DIRECTIONS:
1. In the Mars seminar post, what position does John Bridges hold?
2. Using the Mars seminar post, explain why wet areas on Mars would be the most difficult places for space agencies to visit.

STUDY TEXT:
···
Socratic Seminar & The Big Ideas: On Mars, Wonder, Colonization & Imperialism

Google Mars

Google’s animated Mars drinks water to celebrate NASA’s recent findings.

What are the implications of hunting/searching for life on Mars?

With the discovery of flowing water on Mars, many ethical issues are likely to arise as we consider, “What are the implications of hunting/searching for life on Mars?”  As educators, I think we are responsible for helping students understand, analyze, and evaluate what’s at stake with discoveries like this to ensure they become responsible and curious citizens.

We can do this by bringing the Mars announcement (liquid water!) to the classroom through Socratic Seminar.  Through Seminar, we can connect the news to some of the “big ideas” that run through some of the texts we teach.  This would make students think about the implications of the current event while also helping them understand connections and patterns among various texts, eras, etc. and create a larger context in which they could understand the big ideas in the texts they’re reading.

For resources on Socratic Seminar, check our the Socratic Seminar page

Here’s a quick sampling of some of the issues the news has covered with this finding:

Ian Sample, in his article in The Guardian, “NASA Scientists Find Evidence of Flowing Water on Mars,” quotes John Bridges:

John Bridges, a professor of planetary science at the University of Leicester, said the study was fascinating, but might throw up some fresh concerns for space agencies. The flows could be used to find water sources on Mars, making them prime spots to hunt for life, and to land future human missions. But agencies were required to do their utmost to avoid contaminating other planets with microbes from Earth, making wet areas the most difficult to visit. “This will give them lots to think about,” he said.
···
[Natural-language object grounding data]
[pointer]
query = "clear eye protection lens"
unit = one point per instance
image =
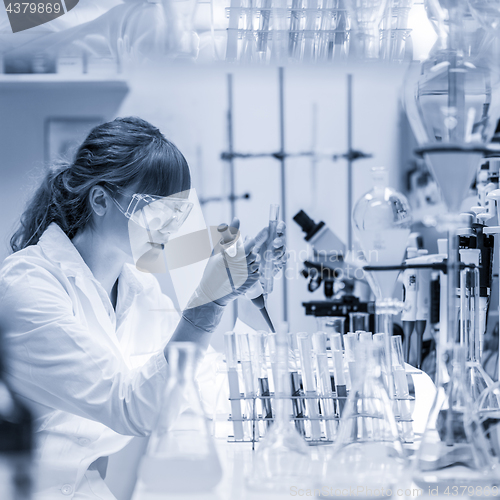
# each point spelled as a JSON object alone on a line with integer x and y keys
{"x": 162, "y": 214}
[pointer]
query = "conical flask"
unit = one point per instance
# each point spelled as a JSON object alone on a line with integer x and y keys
{"x": 181, "y": 455}
{"x": 382, "y": 221}
{"x": 454, "y": 451}
{"x": 282, "y": 459}
{"x": 368, "y": 451}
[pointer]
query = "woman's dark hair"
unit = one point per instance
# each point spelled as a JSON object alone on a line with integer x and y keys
{"x": 118, "y": 154}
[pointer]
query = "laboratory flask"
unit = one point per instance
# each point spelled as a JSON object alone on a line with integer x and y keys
{"x": 477, "y": 379}
{"x": 368, "y": 450}
{"x": 181, "y": 455}
{"x": 282, "y": 459}
{"x": 454, "y": 451}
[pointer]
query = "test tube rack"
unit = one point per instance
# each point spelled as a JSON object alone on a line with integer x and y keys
{"x": 257, "y": 422}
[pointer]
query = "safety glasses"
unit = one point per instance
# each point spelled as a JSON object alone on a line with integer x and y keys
{"x": 156, "y": 213}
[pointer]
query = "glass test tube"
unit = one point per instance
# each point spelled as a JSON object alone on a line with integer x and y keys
{"x": 298, "y": 405}
{"x": 359, "y": 321}
{"x": 325, "y": 384}
{"x": 248, "y": 379}
{"x": 338, "y": 368}
{"x": 262, "y": 376}
{"x": 350, "y": 342}
{"x": 309, "y": 382}
{"x": 269, "y": 254}
{"x": 401, "y": 385}
{"x": 234, "y": 388}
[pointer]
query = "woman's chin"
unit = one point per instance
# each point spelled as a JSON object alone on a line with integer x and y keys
{"x": 151, "y": 261}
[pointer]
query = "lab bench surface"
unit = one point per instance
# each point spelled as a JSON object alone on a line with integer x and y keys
{"x": 237, "y": 459}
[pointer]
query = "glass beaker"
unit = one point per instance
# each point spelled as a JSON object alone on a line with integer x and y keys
{"x": 282, "y": 458}
{"x": 454, "y": 451}
{"x": 368, "y": 451}
{"x": 181, "y": 455}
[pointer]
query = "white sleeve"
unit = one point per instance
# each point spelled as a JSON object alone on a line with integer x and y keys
{"x": 54, "y": 360}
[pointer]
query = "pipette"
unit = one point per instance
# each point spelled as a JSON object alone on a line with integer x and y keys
{"x": 255, "y": 293}
{"x": 423, "y": 305}
{"x": 234, "y": 388}
{"x": 309, "y": 382}
{"x": 325, "y": 384}
{"x": 274, "y": 211}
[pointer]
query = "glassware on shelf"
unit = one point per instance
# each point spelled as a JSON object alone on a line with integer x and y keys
{"x": 365, "y": 18}
{"x": 181, "y": 455}
{"x": 368, "y": 451}
{"x": 454, "y": 451}
{"x": 282, "y": 458}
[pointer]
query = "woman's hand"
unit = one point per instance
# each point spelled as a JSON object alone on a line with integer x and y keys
{"x": 266, "y": 250}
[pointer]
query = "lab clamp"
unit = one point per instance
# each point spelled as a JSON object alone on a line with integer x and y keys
{"x": 319, "y": 385}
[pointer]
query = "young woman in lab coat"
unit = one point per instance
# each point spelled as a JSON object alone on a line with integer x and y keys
{"x": 79, "y": 323}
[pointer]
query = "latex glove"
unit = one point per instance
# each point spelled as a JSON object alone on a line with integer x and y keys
{"x": 266, "y": 250}
{"x": 228, "y": 276}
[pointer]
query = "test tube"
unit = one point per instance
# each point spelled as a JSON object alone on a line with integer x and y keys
{"x": 298, "y": 405}
{"x": 262, "y": 376}
{"x": 269, "y": 254}
{"x": 248, "y": 379}
{"x": 359, "y": 321}
{"x": 401, "y": 385}
{"x": 350, "y": 342}
{"x": 365, "y": 336}
{"x": 325, "y": 384}
{"x": 309, "y": 382}
{"x": 234, "y": 388}
{"x": 338, "y": 368}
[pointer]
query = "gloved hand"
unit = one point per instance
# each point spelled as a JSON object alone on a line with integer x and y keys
{"x": 228, "y": 274}
{"x": 275, "y": 251}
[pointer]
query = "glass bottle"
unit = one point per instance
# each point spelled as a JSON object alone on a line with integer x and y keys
{"x": 16, "y": 445}
{"x": 454, "y": 451}
{"x": 181, "y": 455}
{"x": 282, "y": 458}
{"x": 368, "y": 451}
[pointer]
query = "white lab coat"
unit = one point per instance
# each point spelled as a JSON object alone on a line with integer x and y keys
{"x": 92, "y": 376}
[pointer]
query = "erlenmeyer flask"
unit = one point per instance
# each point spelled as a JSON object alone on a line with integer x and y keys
{"x": 454, "y": 450}
{"x": 282, "y": 458}
{"x": 181, "y": 455}
{"x": 382, "y": 221}
{"x": 368, "y": 450}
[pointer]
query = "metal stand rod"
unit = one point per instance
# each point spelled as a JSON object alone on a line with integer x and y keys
{"x": 230, "y": 144}
{"x": 349, "y": 163}
{"x": 283, "y": 177}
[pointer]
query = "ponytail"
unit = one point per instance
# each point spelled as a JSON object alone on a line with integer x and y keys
{"x": 120, "y": 153}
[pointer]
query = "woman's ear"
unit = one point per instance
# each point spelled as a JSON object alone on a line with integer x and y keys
{"x": 99, "y": 200}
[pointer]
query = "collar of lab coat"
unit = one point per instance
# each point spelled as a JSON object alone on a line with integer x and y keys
{"x": 58, "y": 247}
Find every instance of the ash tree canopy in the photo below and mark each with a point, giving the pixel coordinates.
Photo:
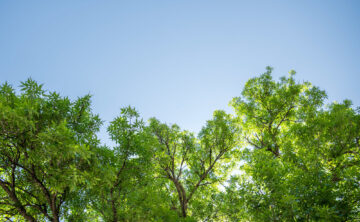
···
ANSWERS FOR THE TASKS:
1. He is a professor of planetary science at the University of Leicester.

2. Space agencies are required to do their utmost to avoid contaminating other planets with microbes from Earth. Wet areas are prime spots to hunt for life, so contamination there is the greatest concern.